Data records:

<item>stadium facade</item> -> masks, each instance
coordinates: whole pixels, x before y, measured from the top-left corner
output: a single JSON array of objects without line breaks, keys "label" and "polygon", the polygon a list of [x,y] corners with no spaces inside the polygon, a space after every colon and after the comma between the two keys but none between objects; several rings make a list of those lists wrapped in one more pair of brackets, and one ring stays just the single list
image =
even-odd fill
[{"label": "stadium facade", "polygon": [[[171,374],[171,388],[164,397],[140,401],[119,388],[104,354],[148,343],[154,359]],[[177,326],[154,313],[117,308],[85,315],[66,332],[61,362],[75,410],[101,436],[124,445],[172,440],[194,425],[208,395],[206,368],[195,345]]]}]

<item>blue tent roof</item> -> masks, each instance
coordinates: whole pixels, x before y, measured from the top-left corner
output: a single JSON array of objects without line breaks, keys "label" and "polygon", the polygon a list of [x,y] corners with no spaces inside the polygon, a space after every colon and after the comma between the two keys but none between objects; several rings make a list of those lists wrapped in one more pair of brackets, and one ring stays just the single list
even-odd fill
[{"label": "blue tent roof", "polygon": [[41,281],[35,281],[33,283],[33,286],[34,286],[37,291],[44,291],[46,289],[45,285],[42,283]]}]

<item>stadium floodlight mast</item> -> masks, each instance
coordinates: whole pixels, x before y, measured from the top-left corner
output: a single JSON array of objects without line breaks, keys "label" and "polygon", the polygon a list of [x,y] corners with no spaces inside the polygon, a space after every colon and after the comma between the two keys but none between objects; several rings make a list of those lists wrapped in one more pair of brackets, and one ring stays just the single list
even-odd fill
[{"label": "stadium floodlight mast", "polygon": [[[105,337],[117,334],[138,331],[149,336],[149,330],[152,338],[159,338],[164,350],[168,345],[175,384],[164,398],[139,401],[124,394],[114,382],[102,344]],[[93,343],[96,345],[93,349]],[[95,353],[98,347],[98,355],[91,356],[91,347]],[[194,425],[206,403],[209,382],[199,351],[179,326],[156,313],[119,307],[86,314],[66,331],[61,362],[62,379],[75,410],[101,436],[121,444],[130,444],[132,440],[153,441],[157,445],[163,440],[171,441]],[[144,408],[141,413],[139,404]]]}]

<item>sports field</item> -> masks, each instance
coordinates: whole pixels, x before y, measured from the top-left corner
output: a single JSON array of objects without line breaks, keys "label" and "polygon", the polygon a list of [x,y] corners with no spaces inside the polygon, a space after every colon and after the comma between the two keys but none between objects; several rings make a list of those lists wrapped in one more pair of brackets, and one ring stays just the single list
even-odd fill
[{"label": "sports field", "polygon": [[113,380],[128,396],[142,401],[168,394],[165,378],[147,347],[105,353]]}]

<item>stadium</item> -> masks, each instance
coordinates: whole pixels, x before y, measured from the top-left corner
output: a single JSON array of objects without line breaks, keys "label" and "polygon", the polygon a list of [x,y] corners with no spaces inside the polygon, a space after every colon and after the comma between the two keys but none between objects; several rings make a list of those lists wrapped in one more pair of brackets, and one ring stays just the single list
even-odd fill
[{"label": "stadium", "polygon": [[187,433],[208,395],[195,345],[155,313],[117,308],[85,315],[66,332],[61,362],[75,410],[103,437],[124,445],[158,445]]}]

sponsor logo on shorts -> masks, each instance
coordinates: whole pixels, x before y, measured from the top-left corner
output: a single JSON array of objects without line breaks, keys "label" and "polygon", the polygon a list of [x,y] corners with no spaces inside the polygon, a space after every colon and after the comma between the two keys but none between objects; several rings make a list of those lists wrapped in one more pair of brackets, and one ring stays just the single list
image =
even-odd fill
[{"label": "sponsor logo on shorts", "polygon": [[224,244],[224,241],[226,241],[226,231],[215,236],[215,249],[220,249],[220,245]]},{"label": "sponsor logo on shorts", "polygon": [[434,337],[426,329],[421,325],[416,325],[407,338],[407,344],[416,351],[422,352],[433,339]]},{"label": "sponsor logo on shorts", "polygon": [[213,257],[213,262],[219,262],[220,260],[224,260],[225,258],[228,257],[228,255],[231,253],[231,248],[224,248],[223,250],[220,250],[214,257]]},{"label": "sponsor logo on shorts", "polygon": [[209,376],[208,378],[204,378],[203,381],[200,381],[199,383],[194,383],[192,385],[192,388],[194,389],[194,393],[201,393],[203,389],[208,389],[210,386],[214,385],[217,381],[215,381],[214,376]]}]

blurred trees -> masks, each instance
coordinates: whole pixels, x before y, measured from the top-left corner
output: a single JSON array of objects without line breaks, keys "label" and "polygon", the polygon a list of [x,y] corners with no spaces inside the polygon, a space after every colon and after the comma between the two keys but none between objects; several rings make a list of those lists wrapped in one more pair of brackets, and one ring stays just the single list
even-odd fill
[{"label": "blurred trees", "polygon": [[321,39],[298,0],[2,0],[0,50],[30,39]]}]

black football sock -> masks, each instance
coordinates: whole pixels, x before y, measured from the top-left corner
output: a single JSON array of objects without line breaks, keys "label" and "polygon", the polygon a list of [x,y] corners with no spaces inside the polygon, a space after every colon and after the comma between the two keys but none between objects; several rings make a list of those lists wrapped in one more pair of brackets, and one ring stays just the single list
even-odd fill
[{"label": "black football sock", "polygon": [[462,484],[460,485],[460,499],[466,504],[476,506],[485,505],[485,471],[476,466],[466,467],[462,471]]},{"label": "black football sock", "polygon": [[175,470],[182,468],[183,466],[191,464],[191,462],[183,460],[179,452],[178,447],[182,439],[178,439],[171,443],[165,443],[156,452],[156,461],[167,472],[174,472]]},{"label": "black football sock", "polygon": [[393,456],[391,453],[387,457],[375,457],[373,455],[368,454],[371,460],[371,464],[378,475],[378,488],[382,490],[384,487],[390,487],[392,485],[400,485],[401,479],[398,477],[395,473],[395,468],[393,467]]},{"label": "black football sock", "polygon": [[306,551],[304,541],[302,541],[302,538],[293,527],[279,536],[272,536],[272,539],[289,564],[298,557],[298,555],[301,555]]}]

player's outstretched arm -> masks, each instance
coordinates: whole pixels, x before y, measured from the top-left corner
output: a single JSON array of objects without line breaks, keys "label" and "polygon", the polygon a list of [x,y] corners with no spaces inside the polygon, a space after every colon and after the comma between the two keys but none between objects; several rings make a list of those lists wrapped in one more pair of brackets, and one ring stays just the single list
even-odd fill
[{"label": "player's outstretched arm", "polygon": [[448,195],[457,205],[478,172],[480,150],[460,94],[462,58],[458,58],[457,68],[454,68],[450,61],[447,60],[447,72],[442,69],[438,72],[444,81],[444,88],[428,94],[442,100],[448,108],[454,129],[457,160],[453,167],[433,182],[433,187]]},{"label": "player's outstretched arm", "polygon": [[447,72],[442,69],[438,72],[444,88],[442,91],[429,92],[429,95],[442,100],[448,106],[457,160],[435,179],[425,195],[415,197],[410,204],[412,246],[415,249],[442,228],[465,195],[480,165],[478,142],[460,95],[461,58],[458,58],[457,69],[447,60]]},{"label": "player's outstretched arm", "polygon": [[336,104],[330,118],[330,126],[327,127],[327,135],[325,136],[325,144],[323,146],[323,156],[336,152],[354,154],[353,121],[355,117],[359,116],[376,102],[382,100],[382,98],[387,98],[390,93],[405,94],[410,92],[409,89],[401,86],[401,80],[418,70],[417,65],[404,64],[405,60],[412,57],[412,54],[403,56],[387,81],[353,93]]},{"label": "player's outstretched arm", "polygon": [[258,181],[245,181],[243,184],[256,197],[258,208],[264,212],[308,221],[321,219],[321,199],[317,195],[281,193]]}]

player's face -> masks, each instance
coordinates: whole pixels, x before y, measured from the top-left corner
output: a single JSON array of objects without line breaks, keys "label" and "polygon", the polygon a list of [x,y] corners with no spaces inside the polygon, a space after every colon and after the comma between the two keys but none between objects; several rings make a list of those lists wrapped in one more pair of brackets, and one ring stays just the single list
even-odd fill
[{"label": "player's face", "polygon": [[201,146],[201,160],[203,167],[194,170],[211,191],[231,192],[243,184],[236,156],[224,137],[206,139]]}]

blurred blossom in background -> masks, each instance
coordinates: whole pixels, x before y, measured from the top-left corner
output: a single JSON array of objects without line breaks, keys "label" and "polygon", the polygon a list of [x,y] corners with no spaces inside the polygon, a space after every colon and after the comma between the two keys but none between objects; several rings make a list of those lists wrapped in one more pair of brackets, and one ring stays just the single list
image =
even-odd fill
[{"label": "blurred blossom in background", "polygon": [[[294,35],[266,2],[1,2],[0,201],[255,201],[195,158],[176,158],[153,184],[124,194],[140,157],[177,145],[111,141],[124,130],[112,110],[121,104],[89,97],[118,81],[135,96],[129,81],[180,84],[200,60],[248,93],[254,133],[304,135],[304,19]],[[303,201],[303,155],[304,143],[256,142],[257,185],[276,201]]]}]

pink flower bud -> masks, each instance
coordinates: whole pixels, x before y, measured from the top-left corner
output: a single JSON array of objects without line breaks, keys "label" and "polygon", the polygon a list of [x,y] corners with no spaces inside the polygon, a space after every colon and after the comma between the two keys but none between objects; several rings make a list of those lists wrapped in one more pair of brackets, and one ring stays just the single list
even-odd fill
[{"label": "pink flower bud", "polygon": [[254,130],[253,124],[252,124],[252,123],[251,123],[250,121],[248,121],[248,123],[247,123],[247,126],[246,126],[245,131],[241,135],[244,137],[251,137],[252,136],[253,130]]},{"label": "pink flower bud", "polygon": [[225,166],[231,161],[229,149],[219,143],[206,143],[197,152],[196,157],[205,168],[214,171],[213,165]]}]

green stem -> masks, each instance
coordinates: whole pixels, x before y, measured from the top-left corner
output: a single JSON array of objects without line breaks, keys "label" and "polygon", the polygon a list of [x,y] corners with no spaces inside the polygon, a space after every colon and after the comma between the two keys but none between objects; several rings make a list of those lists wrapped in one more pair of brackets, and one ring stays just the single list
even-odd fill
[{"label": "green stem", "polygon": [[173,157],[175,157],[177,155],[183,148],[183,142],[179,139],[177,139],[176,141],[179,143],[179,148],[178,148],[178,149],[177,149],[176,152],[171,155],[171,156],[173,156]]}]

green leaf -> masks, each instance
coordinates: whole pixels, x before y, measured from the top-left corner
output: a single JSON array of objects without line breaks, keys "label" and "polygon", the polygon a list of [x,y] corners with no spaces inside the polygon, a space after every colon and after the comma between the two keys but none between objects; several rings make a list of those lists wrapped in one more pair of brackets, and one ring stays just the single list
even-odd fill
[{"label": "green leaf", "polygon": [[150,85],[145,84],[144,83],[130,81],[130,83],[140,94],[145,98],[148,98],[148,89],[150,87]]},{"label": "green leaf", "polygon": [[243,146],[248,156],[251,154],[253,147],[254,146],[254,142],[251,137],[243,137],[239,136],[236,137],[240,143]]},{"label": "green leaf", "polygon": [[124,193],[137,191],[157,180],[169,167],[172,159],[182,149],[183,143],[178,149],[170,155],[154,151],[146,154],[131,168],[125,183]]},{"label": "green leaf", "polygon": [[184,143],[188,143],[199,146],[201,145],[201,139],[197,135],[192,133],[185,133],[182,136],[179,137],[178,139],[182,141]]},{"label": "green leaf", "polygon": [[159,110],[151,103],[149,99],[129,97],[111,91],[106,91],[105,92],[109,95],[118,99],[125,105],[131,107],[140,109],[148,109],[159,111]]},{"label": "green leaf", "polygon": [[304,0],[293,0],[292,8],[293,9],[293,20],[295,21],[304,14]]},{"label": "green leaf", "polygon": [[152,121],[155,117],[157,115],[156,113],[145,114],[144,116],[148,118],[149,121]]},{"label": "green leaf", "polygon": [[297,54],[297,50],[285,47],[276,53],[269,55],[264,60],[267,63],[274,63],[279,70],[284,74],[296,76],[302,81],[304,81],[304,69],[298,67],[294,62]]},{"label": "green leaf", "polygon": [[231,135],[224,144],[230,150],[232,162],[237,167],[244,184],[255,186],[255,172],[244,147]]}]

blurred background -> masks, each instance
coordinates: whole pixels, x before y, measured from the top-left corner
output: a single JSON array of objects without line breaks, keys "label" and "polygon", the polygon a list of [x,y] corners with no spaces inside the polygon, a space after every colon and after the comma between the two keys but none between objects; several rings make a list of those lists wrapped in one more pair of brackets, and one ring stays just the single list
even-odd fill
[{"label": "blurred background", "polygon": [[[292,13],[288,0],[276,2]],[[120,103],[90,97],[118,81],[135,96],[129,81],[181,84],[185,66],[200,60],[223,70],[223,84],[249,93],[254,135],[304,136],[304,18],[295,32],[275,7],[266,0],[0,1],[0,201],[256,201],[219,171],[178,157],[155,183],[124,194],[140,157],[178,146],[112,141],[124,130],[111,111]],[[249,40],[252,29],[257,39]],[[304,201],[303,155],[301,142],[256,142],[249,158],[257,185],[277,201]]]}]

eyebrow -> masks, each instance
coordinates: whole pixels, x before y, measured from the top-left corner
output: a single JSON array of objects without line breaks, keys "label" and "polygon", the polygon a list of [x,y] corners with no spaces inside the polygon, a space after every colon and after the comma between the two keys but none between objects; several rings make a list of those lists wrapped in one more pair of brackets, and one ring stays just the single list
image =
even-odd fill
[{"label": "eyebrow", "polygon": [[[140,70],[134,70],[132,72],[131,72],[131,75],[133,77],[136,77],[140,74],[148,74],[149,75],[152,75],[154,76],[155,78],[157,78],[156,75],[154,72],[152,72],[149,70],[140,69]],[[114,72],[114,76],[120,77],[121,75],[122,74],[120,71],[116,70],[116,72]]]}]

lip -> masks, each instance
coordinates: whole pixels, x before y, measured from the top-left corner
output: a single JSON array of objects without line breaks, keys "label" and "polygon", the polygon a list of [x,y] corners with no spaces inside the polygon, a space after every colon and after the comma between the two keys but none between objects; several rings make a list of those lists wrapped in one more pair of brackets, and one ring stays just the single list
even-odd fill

Requirement
Report every line of the items above that contains the word "mast".

Exercise response
<item>stadium floodlight mast</item> -> masks, each instance
[{"label": "stadium floodlight mast", "polygon": [[[105,337],[117,334],[138,331],[149,336],[149,330],[152,338],[159,338],[164,350],[168,345],[175,384],[164,398],[139,401],[124,394],[114,382],[102,344]],[[93,343],[96,345],[93,349]],[[95,353],[98,347],[98,355],[91,356],[91,347]],[[194,425],[206,403],[209,382],[199,351],[179,326],[156,313],[119,307],[86,314],[66,331],[61,362],[62,379],[75,410],[101,436],[121,444],[130,444],[132,440],[153,441],[157,445],[163,440],[171,441]],[[144,408],[141,413],[139,404]]]}]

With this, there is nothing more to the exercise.